§ Texto:
Aos 13 anos, precisou de autorização para poder trabalhar; agora, vai fazer pós-graduação
Não, não tenho caminho novo
O que tenho de novo
é o jeito de caminhar
Aprendi
(o caminho me ensinou)
a caminhar cantando
como convém
a mim
e aos que vão comigo
Pois já não vou mais sozinho
(Trecho do poema "A vida verdadeira", de Thiago de Mello, citado no
convite dos formandos de hoje da
Unicamp)
RICARDO KOTSCHO
ENVIADO ESPECIAL A CAMPINAS
Quando subir ao palco do
Centro de Convenções da Unicamp esta noite para fazer o juramento em nome dos formandos em pedagogia, a ex-faxineira Marinalva Imaculada Cuzin,
36, três filhos, vai dar por cumprida a lição do poeta. Nem ela
está acreditando que é verdade.
Filha de um casal que se separou antes de ela completar um
ano de idade, Marinalva foi criada pelos avós maternos. Estudou apenas os quatro primeiros
anos no grupo escolar Carlos
Cristovão Zink e foi à luta para
ajudar o avô, um humilde funcionário aposentado do DER
(Departamento de Estradas de
Rodagem), a sustentar a casa.
Aos 13 anos, precisou de autorização do Juizado de Menores
para conseguir seu primeiro
emprego com carteira assinada:
empacotadora da loja de roupas
Paratodos, em Campinas. Depois, foi caixa da Drogaria Glicério e, aos 18, conseguiu uma
vaga de monitora de educação
infantil na prefeitura, trabalhando das 8h às 18h.
Casou com um zelador de
prédio, teve três filhos e viu-se
obrigada a arrumar um segundo emprego à noite. Com 23
anos, trabalhava na creche durante o dia, fazia supletivo à noite e, das 23h à 1h30, era faxineira
do cursinho vestibular do DCE
(Diretório Central dos Estudantes) da Unicamp.
"Achava minha vida de casada e de funcionária pública
muito chata, estava acomodada.
Por isso resolvi continuar estudando para mudar de vida",
lembra Marinalva.
Daí para a frente, de fato, sua
vida não parou mais de mudar.
Cursou magistério no tradicional Colégio Carlos Gomes. Conseguiu uma bolsa de estudos para fazer o cursinho no mesmo
DCE onde trabalhava e passou
em primeiro lugar no vestibular
da PUC de Campinas. Mas preferiu fazer pedagogia na Unicamp porque era de graça.
"Entrei na faculdade casada,
me separei, casei de novo, estou
me formando e, na segunda-feira, já vou me inscrever no curso
de pós-graduação", diz Marinalva. O tema do seu projeto de
pós é "Um olhar psicodramático nas inter-relações pessoais".

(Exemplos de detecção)
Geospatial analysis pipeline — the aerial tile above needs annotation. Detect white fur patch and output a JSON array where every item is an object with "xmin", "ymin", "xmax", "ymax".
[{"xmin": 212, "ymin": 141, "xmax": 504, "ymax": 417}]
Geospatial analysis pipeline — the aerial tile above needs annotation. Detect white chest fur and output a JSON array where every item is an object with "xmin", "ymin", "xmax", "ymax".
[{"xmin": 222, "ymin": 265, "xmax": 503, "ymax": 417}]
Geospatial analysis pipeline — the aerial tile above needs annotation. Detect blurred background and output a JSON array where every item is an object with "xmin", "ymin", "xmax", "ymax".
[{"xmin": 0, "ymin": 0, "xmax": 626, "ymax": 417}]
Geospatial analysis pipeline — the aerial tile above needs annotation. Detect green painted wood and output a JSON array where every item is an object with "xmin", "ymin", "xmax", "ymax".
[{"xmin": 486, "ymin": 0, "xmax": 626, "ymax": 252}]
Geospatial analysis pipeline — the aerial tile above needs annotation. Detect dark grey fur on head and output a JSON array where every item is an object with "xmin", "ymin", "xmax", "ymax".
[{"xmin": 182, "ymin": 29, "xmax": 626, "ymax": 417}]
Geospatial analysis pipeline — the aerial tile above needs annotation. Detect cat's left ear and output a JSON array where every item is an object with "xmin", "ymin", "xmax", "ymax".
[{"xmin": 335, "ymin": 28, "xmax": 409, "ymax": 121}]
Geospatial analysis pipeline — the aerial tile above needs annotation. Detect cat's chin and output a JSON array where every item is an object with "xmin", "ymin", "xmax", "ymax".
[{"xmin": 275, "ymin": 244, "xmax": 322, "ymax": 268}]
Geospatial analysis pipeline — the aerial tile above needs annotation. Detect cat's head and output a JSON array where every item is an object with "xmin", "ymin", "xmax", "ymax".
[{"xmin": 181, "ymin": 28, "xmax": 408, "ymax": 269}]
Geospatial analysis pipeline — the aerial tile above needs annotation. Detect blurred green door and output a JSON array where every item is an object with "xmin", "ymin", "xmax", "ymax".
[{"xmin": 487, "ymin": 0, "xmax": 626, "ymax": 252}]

§ Enunciado A: Transcreva tudo o que vai de "Aos 13 anos, precisou de autorização do" até "das 8h às 18h." na reportagem sobre Marinalva.
§ Enunciado B: Segundo a reportagem sobre Marinalva, por que ela escolheu cursar pedagogia na Unicamp? Responda em uma a três frases.
§ Enunciado C: Dê seguimento à reportagem sobre Marinalva a partir do ponto em que ela termina.

§ Resposta A:
Aos 13 anos, precisou de autorização do Juizado de Menores
para conseguir seu primeiro
emprego com carteira assinada:
empacotadora da loja de roupas
Paratodos, em Campinas. Depois, foi caixa da Drogaria Glicério e, aos 18, conseguiu uma
vaga de monitora de educação
infantil na prefeitura, trabalhando das 8h às 18h.

§ Resposta B: Embora tenha passado em primeiro lugar no vestibular da PUC de Campinas, Marinalva preferiu fazer pedagogia na Unicamp porque lá o curso era de graça.

§ Resposta C:
Até ser escolhida pelos colegas
para fazer o juramento dos formandos na cerimônia de colação de grau, ela teve que vencer
uma longa corrida de obstáculos, ainda mais numa sociedade
conservadora como a campineira, mas nunca pensou em
desistir. O casamento entrou
em crise quando ela começou a
sair para ouvir palestras ou ir ao
cinema, enquanto o marido
preferia que ela cuidasse da casa
e dos filhos. "Os objetivos no casamento foram-se diferenciando, os valores mudando, pintou
o ciúme, não teve jeito."
Em 1998, ela resolveu sair de
casa levando só a roupa do corpo e a filha, então com 14 anos.
Os dois meninos ficaram com o
pai. O problema é que não tinha
para onde ir e o único jeito que
encontrou foi invadir a moradia
estudantil da Unicamp. "Foi de
um dia para o outro. Tentei numa boa, expliquei minha situação, mas a burocracia não quis
saber. Como não havia feito inscrição para a moradia na época
certa, tive que pular a janela da
cozinha com a minha filha."
Três dias depois, foi despejada. Sem apoio da família nem
dinheiro para pagar aluguel,
ameaçou acampar em frente ao
alojamento. Ficou com medo
até de perder a guarda da filha.
Mas logo se deu um jeito. As
duas puderam ficar provisoriamente albergadas numa sala de
estudos por oito meses até chegar outra carta de despejo. Mãe
e filha sobreviviam com a bolsa-trabalho que ela ganhou para fazer serviços gerais na biblioteca.
"Foi a época mais difícil. No começo, houve dia de não ter dinheiro nem para comprar
água." A essa altura, porém, ela
já tinha conseguido um emprego com salário melhor e pôde
alugar um apartamento no bairro de Barão Geraldo, onde fica a
Unicamp. Com a ajuda dos colegas, do novo marido, que conheceu na Unicamp, e da cervejaria Kaiser, que patrocinou o
material didático, foi levando o
curso até o fim.
Este ano, tudo melhorou. Desde fevereiro, a ex-faxineira trabalha à noite no presídio Ataliba
Nogueira, em Hortolândia, próximo a Campinas, onde é responsável pelo curso de alfabetização de adultos. Além disso,
continua fazendo suas pesquisas no Laboratório de Políticas
Públicas e Planejamento Educacional da Unicamp.
Agora, ela mora com o marido, o auditor fiscal Marcelo Takemoto, numa chácara do bucólico Vale das Garças. É lá que
ela vai fazer a festa de formatura
hoje à noite. "Aluguei até um videokê", comemora, enquanto
experimenta a beca emprestada
pela Unicamp.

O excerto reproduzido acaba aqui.